What is expected ▸ Find every line in the material below that contains the string "tree", and copy each of those lines.

Entries shown ▸
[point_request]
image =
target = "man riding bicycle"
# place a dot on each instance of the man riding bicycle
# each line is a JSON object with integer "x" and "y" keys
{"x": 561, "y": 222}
...
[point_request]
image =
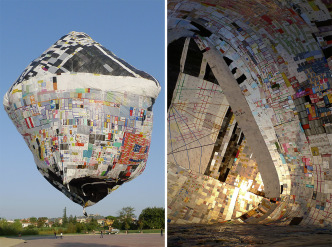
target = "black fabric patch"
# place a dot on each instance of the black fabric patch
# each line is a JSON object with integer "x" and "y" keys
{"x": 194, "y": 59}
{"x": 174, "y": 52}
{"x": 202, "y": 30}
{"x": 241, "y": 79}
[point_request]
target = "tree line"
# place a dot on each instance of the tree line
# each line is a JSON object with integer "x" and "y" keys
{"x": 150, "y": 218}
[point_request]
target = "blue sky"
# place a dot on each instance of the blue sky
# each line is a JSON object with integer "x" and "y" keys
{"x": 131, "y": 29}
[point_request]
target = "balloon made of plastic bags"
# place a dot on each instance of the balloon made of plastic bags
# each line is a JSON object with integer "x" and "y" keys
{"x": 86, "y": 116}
---
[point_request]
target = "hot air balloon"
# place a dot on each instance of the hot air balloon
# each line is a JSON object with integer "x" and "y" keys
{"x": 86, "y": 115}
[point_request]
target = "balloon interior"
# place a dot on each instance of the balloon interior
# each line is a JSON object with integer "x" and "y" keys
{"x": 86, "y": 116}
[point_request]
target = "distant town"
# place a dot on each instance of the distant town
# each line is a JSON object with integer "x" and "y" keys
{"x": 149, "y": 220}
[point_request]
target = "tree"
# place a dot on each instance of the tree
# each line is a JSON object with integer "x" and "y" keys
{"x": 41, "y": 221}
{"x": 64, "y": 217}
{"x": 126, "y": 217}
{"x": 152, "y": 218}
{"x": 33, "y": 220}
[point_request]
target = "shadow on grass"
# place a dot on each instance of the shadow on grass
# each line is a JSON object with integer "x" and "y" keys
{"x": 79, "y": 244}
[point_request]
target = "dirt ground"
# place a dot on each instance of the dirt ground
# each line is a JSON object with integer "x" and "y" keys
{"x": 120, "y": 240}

Expected answer ▸
target = "tree line"
# place a dot on each instance of the tree line
target = "tree"
# place a dot on each instance of the tree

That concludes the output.